- [Provided data]:
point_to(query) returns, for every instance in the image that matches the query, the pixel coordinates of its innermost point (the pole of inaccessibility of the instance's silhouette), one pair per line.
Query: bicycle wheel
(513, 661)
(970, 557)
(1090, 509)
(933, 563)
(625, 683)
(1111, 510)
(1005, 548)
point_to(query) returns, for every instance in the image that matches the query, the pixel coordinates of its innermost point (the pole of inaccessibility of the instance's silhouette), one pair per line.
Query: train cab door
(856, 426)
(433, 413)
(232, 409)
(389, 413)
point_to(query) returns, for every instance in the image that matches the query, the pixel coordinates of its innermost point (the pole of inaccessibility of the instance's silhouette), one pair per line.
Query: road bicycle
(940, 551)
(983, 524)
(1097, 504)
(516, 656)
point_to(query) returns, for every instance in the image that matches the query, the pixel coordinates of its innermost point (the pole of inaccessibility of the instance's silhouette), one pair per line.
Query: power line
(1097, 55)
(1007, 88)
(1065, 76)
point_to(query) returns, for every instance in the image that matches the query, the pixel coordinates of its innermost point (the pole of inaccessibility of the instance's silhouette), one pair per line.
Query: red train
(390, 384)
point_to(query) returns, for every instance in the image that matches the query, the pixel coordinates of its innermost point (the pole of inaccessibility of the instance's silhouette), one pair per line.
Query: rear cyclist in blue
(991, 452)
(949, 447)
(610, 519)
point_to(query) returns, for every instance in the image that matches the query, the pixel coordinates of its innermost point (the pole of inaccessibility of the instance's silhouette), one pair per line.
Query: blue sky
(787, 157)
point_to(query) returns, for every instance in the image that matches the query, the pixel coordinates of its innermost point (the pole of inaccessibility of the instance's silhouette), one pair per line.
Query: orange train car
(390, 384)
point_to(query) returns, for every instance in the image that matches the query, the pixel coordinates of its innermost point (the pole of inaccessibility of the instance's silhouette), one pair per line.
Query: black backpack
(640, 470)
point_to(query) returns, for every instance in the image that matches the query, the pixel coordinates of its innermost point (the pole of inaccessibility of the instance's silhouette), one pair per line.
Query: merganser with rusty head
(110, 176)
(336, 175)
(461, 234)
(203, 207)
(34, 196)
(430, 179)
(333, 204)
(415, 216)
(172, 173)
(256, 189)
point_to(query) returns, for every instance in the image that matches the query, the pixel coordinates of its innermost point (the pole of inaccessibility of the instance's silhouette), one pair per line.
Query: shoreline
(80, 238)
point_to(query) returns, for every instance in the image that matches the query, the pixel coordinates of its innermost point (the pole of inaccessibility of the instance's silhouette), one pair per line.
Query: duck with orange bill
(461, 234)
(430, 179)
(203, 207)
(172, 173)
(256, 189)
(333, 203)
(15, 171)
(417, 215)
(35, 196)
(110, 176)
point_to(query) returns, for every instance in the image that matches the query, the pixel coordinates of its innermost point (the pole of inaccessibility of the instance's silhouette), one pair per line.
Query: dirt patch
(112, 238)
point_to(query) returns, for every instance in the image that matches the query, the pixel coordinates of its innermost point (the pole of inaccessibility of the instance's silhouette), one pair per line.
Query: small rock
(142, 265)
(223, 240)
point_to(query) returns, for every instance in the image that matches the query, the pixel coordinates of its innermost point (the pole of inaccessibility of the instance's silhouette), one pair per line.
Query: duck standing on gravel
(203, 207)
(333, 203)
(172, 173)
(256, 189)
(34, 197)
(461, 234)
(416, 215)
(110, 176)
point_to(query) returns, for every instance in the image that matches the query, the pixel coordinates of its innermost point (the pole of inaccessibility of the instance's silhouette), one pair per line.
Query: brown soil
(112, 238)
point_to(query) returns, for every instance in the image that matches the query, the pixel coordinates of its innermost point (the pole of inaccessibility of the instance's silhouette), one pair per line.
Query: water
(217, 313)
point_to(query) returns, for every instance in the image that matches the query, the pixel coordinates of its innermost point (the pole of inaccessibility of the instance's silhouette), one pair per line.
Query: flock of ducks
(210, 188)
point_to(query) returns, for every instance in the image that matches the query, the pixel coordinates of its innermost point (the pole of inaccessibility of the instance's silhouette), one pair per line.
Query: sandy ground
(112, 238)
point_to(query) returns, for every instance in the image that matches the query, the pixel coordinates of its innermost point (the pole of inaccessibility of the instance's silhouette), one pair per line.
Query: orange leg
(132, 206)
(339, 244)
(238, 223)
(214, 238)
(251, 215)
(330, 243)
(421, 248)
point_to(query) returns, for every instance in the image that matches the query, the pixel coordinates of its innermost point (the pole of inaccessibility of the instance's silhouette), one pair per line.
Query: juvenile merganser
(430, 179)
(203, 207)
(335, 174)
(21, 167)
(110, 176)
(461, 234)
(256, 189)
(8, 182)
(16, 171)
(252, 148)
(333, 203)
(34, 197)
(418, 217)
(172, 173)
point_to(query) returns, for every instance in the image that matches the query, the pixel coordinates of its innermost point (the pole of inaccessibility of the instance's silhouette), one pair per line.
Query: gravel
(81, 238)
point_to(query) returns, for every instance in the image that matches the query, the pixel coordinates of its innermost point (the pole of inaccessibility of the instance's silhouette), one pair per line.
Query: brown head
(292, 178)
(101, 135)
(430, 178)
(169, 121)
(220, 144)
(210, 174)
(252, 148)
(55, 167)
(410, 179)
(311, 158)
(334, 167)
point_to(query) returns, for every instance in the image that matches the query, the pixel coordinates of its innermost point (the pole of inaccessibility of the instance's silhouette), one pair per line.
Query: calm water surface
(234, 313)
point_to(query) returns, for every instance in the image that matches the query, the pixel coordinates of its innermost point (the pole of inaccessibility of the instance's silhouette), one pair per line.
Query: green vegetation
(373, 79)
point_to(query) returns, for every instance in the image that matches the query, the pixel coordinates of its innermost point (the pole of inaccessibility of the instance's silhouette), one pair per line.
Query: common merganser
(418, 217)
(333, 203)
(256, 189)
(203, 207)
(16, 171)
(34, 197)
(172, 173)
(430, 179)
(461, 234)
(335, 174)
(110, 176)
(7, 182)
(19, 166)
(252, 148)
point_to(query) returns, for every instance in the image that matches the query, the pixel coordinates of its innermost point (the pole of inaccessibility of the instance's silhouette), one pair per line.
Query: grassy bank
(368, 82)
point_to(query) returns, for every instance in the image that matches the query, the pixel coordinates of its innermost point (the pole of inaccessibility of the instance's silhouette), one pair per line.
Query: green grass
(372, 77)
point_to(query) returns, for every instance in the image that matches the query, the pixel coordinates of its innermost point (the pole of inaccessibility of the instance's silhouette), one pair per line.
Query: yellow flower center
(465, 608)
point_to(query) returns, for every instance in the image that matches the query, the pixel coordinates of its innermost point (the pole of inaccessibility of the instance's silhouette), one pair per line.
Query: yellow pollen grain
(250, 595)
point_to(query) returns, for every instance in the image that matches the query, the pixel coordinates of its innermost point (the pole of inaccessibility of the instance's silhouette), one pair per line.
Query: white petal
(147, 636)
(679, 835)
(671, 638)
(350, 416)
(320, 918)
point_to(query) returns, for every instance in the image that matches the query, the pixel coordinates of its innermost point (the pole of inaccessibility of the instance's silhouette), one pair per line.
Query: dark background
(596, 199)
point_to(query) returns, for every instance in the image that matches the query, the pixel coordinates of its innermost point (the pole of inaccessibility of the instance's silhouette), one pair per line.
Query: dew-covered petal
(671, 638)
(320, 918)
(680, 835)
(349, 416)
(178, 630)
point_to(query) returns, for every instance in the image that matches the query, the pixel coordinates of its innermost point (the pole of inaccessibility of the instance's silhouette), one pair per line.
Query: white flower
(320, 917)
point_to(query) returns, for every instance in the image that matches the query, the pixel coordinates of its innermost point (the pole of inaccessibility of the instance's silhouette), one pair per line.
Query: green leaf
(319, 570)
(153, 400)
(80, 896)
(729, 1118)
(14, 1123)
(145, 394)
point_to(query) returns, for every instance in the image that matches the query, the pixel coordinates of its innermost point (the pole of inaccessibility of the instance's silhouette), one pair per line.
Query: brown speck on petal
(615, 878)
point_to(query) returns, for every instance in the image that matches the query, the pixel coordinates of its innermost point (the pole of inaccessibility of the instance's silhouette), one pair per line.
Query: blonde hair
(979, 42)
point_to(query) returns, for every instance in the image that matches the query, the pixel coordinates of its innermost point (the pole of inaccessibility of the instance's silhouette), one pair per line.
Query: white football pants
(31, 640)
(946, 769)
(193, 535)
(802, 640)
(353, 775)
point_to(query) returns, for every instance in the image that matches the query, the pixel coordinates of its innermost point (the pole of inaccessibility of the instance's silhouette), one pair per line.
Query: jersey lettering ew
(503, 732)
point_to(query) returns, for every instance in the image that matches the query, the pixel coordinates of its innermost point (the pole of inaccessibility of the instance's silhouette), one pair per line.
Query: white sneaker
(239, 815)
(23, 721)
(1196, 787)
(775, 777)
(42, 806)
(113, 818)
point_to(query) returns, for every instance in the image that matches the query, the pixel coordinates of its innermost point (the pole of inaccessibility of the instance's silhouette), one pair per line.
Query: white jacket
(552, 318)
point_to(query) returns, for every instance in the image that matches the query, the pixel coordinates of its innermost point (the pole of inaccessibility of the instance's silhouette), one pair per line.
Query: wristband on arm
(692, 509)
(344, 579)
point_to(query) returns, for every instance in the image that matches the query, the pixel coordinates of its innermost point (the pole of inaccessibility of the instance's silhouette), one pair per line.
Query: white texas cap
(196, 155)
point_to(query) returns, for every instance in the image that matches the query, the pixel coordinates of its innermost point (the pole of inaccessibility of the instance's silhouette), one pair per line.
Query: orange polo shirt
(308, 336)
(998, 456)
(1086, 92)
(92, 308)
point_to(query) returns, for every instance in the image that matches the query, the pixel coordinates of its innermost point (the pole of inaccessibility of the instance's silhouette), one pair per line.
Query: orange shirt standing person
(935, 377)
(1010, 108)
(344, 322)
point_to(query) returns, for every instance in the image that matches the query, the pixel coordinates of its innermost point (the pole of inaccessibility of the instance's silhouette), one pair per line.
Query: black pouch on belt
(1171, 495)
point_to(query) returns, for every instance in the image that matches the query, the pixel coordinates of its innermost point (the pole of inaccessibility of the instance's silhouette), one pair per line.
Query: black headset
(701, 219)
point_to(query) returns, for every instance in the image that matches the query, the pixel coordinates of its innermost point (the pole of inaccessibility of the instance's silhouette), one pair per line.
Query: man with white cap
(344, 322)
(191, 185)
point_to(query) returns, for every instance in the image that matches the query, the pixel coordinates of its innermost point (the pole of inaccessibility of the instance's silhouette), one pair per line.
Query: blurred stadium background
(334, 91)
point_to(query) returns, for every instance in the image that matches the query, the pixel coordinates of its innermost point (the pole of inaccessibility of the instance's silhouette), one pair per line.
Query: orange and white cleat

- [Task directions]: Rewrite everything from the start of the records down to and including the line containing "(1005, 548)" as a numbered list, leaving out any blank lines.

- [Written solution]:
1. point_to(query) returns, for every instance in the image that matches the query, the pixel coordinates of its innermost point (the pole of inaccessibility of the instance's silhouette), one pair per line.
2. Query: bicycle wheel
3. (513, 661)
4. (970, 557)
5. (1090, 509)
6. (933, 563)
7. (625, 683)
8. (1111, 510)
9. (1005, 548)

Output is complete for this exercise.